■ STATED TASK ■
Exactly the lines from the one containing "Can you find the mountain?" through the final line of the listing are to be retyped, and nothing more.

■ RECORDS ■
==================================================

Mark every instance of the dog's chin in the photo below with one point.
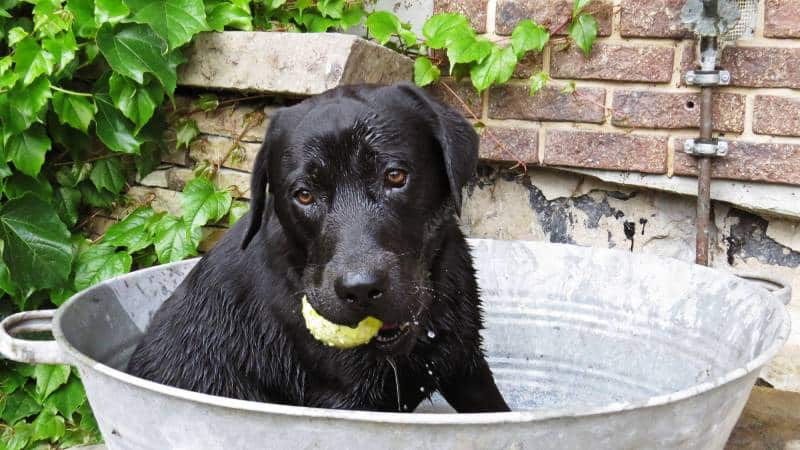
(395, 339)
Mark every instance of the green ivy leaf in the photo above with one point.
(110, 11)
(583, 30)
(175, 239)
(26, 150)
(438, 29)
(238, 209)
(133, 50)
(203, 203)
(37, 247)
(495, 69)
(15, 35)
(31, 60)
(113, 128)
(176, 21)
(538, 81)
(67, 202)
(63, 47)
(18, 185)
(186, 132)
(20, 108)
(331, 8)
(67, 399)
(108, 174)
(99, 262)
(19, 405)
(135, 231)
(48, 426)
(578, 6)
(49, 377)
(425, 72)
(464, 48)
(18, 437)
(74, 110)
(207, 102)
(137, 102)
(382, 25)
(223, 14)
(82, 11)
(527, 36)
(71, 175)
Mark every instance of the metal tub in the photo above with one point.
(593, 349)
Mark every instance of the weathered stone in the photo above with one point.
(510, 144)
(652, 18)
(461, 96)
(652, 109)
(289, 63)
(214, 149)
(513, 102)
(232, 119)
(772, 163)
(474, 10)
(237, 182)
(553, 14)
(762, 66)
(776, 115)
(782, 18)
(615, 62)
(769, 421)
(610, 151)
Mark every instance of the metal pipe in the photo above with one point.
(704, 165)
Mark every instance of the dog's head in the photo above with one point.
(362, 179)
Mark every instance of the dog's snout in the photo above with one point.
(361, 287)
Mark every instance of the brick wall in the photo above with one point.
(631, 110)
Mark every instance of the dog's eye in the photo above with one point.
(396, 178)
(304, 196)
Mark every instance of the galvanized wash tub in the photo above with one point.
(594, 349)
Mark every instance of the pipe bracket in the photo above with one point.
(701, 147)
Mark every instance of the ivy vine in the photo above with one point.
(86, 98)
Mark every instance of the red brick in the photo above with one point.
(510, 144)
(609, 151)
(615, 62)
(647, 109)
(514, 102)
(475, 10)
(550, 13)
(762, 66)
(652, 18)
(772, 163)
(464, 92)
(776, 115)
(782, 18)
(530, 64)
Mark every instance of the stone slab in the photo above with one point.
(297, 64)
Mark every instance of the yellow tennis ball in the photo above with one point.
(339, 336)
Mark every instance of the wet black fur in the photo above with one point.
(233, 328)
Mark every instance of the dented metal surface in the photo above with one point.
(591, 348)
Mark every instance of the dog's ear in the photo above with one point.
(260, 201)
(456, 137)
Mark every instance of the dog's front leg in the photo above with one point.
(473, 390)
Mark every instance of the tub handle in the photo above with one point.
(27, 351)
(779, 287)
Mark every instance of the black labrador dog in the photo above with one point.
(360, 215)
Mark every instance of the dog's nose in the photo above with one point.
(361, 287)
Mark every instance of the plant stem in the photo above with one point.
(67, 91)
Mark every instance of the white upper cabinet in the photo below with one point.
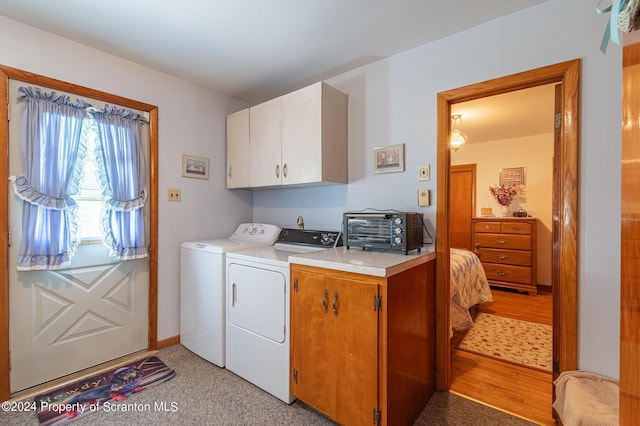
(299, 138)
(238, 149)
(265, 146)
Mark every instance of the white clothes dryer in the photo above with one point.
(203, 288)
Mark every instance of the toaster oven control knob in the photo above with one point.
(326, 239)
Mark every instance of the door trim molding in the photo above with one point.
(7, 73)
(565, 215)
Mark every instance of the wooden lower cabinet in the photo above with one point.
(363, 347)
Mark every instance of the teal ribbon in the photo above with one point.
(611, 32)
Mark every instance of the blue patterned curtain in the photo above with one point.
(122, 175)
(51, 153)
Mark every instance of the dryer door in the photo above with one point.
(257, 300)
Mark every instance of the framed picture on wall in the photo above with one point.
(195, 167)
(513, 176)
(388, 159)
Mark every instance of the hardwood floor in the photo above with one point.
(521, 391)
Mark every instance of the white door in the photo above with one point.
(63, 321)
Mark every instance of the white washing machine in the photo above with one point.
(258, 309)
(203, 288)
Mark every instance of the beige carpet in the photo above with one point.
(508, 339)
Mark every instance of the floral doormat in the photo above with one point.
(521, 342)
(102, 391)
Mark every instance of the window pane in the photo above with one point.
(89, 218)
(89, 198)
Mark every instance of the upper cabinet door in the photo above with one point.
(265, 136)
(302, 136)
(238, 149)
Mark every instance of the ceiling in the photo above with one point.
(254, 50)
(525, 112)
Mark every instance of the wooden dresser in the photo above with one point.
(507, 249)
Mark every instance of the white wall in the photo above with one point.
(391, 101)
(191, 120)
(535, 154)
(394, 101)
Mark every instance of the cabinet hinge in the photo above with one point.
(377, 303)
(377, 416)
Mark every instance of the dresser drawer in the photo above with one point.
(502, 241)
(508, 273)
(516, 228)
(492, 227)
(508, 257)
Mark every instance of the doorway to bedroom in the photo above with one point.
(512, 132)
(558, 307)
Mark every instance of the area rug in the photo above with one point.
(521, 342)
(104, 391)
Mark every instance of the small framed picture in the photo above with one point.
(388, 159)
(195, 167)
(513, 176)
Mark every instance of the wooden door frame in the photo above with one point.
(7, 73)
(565, 244)
(472, 169)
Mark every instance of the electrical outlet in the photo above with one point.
(424, 197)
(174, 194)
(424, 173)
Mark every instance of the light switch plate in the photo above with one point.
(424, 173)
(174, 195)
(424, 197)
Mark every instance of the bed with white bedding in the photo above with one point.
(469, 287)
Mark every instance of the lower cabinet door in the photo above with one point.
(335, 346)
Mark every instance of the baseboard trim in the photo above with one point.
(169, 341)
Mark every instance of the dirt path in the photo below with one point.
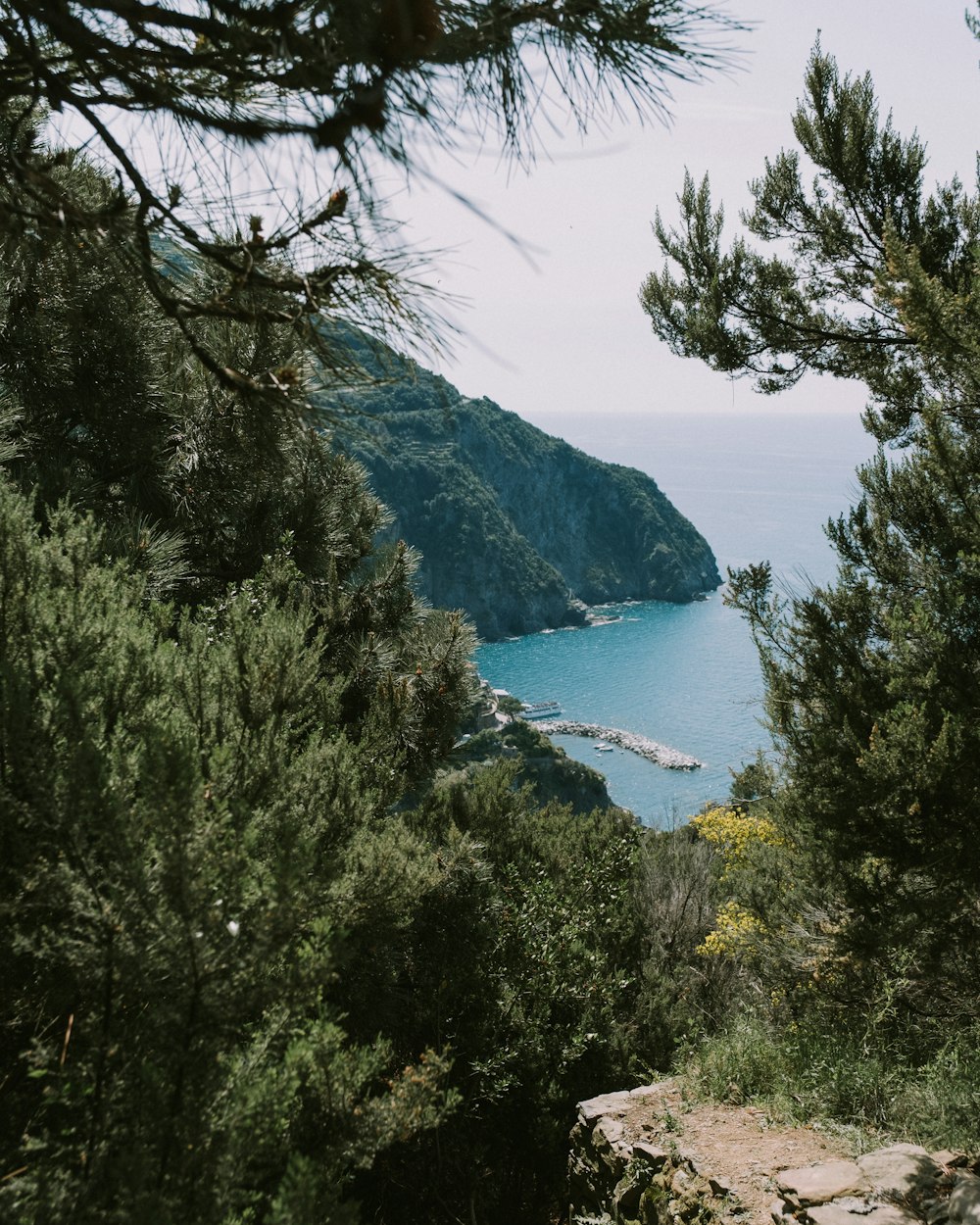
(738, 1146)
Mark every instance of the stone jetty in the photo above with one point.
(662, 755)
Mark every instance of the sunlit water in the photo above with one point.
(759, 488)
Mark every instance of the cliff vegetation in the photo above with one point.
(517, 528)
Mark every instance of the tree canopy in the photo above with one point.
(189, 106)
(871, 681)
(266, 932)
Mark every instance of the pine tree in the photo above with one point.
(871, 681)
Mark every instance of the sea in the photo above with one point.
(760, 486)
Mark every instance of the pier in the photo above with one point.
(662, 755)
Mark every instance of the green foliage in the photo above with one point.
(514, 525)
(863, 926)
(520, 961)
(548, 770)
(179, 818)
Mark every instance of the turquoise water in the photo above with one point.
(759, 488)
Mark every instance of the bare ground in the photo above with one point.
(738, 1146)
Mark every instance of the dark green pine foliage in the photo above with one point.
(255, 954)
(871, 681)
(179, 812)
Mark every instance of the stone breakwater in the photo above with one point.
(662, 755)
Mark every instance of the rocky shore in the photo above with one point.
(662, 755)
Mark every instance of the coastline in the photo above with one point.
(653, 751)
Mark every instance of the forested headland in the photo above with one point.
(278, 947)
(517, 528)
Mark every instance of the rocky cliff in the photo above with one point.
(515, 527)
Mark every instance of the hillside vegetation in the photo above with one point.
(517, 528)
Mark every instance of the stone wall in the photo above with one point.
(618, 1174)
(626, 1166)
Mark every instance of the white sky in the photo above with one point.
(566, 333)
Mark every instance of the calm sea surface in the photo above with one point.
(759, 488)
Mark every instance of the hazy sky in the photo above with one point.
(564, 332)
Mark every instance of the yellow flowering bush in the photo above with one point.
(733, 833)
(735, 930)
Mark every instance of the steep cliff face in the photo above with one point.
(515, 527)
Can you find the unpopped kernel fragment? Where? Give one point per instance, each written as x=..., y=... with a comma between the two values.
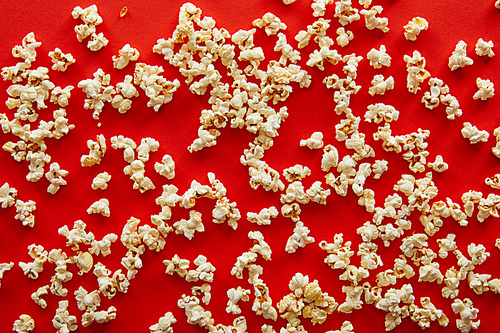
x=474, y=134
x=458, y=58
x=486, y=89
x=414, y=27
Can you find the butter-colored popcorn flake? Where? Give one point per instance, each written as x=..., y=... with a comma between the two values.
x=61, y=60
x=458, y=58
x=467, y=314
x=379, y=58
x=473, y=134
x=381, y=85
x=164, y=324
x=374, y=22
x=126, y=54
x=484, y=48
x=271, y=24
x=24, y=324
x=100, y=206
x=98, y=91
x=344, y=37
x=414, y=27
x=24, y=212
x=486, y=89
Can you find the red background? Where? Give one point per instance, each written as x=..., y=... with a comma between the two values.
x=152, y=292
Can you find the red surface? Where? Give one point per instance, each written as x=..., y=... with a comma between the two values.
x=152, y=292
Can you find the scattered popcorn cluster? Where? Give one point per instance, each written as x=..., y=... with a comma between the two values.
x=250, y=97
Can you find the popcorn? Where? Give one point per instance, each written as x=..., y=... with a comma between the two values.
x=270, y=23
x=378, y=58
x=24, y=324
x=234, y=296
x=24, y=212
x=458, y=58
x=100, y=206
x=484, y=48
x=55, y=177
x=37, y=296
x=485, y=88
x=61, y=60
x=101, y=181
x=474, y=134
x=467, y=314
x=414, y=27
x=374, y=22
x=63, y=321
x=300, y=238
x=7, y=195
x=166, y=168
x=126, y=54
x=98, y=91
x=264, y=216
x=164, y=324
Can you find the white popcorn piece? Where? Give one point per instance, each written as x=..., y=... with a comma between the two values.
x=474, y=134
x=7, y=195
x=126, y=54
x=467, y=313
x=37, y=296
x=98, y=91
x=458, y=58
x=164, y=324
x=63, y=321
x=264, y=216
x=379, y=58
x=24, y=212
x=485, y=91
x=100, y=206
x=104, y=245
x=234, y=296
x=25, y=324
x=345, y=12
x=271, y=24
x=300, y=238
x=77, y=235
x=381, y=85
x=484, y=48
x=61, y=60
x=344, y=37
x=55, y=176
x=101, y=181
x=438, y=165
x=414, y=27
x=374, y=22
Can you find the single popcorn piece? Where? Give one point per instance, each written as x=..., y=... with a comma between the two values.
x=380, y=85
x=166, y=168
x=379, y=58
x=271, y=24
x=126, y=54
x=414, y=27
x=101, y=206
x=485, y=88
x=55, y=176
x=374, y=22
x=344, y=37
x=61, y=60
x=484, y=48
x=264, y=216
x=25, y=324
x=314, y=142
x=164, y=324
x=101, y=181
x=458, y=58
x=474, y=134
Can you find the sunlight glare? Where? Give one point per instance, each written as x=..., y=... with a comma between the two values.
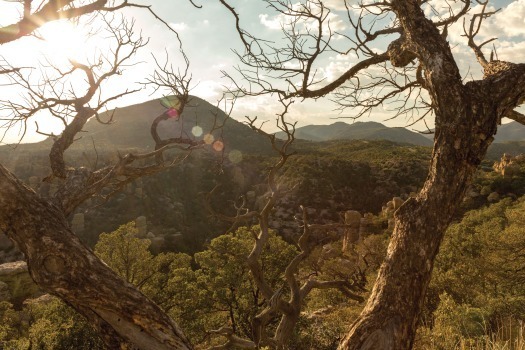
x=64, y=41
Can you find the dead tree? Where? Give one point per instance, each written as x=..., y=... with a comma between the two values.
x=417, y=74
x=58, y=261
x=286, y=303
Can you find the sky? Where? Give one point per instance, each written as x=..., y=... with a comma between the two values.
x=209, y=39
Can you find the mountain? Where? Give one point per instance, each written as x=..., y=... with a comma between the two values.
x=359, y=131
x=512, y=131
x=131, y=127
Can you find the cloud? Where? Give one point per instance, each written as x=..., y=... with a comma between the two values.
x=179, y=27
x=333, y=21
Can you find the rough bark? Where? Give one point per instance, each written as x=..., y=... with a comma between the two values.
x=63, y=266
x=466, y=120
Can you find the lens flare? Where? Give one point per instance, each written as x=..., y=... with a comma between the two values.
x=235, y=156
x=173, y=113
x=196, y=131
x=218, y=146
x=208, y=139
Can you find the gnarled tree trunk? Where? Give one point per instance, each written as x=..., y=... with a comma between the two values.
x=466, y=119
x=63, y=266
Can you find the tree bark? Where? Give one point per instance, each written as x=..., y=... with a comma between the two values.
x=466, y=120
x=63, y=266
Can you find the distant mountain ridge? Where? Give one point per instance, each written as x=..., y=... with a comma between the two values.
x=512, y=131
x=359, y=131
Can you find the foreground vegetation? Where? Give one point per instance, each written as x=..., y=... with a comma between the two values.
x=476, y=299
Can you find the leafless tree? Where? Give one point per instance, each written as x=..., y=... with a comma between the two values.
x=287, y=302
x=58, y=262
x=418, y=76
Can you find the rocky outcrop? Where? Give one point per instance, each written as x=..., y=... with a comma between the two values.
x=508, y=165
x=16, y=285
x=351, y=235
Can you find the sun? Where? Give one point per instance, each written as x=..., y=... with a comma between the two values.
x=63, y=41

==================================================

■ FINISHED ANSWER ■
Can you find the mountain? Where? Give one point per instance, each written as x=..., y=... with a comma between the two values.
x=359, y=131
x=512, y=131
x=131, y=127
Can you find the cloud? Where? Give one point per instance, each written as x=..., y=... with a comma between the two values.
x=179, y=27
x=333, y=21
Can you find the rough bark? Where? Give one point per instance, each written as x=..., y=... with a comma between the two values.
x=63, y=266
x=466, y=120
Can you find the lens flare? Where? Give one point per instance, each written as x=..., y=... with a comma between the two values.
x=235, y=156
x=173, y=113
x=196, y=131
x=218, y=146
x=208, y=139
Can you find the gnarled tree trunk? Where? Give one point per instance, each written as x=..., y=... with a comma between the two values.
x=466, y=119
x=63, y=266
Can you find the tree bark? Where? Give one point per instance, each written as x=..., y=... with a comma between the two values.
x=466, y=120
x=63, y=266
Can you find the distant mountain ridge? Where? Give one point per instance, each written as x=..., y=... with a comma between the two values.
x=512, y=131
x=359, y=131
Can you find the foreground vegetation? Where? Give one point per instance, each written as x=..., y=... with a comma between the two values.
x=476, y=299
Can you find the leafless tree? Where? Give one point per instance, each written as x=..., y=... with a comma between the two values.
x=287, y=302
x=58, y=262
x=418, y=76
Can you find the rocky outcrop? Where? Give one point per instance, each written as x=..., y=... with a comma between the two values.
x=508, y=165
x=16, y=285
x=351, y=235
Can you find the sun? Where? Give one point per instance, each written as x=..., y=... with a comma between the two values.
x=63, y=41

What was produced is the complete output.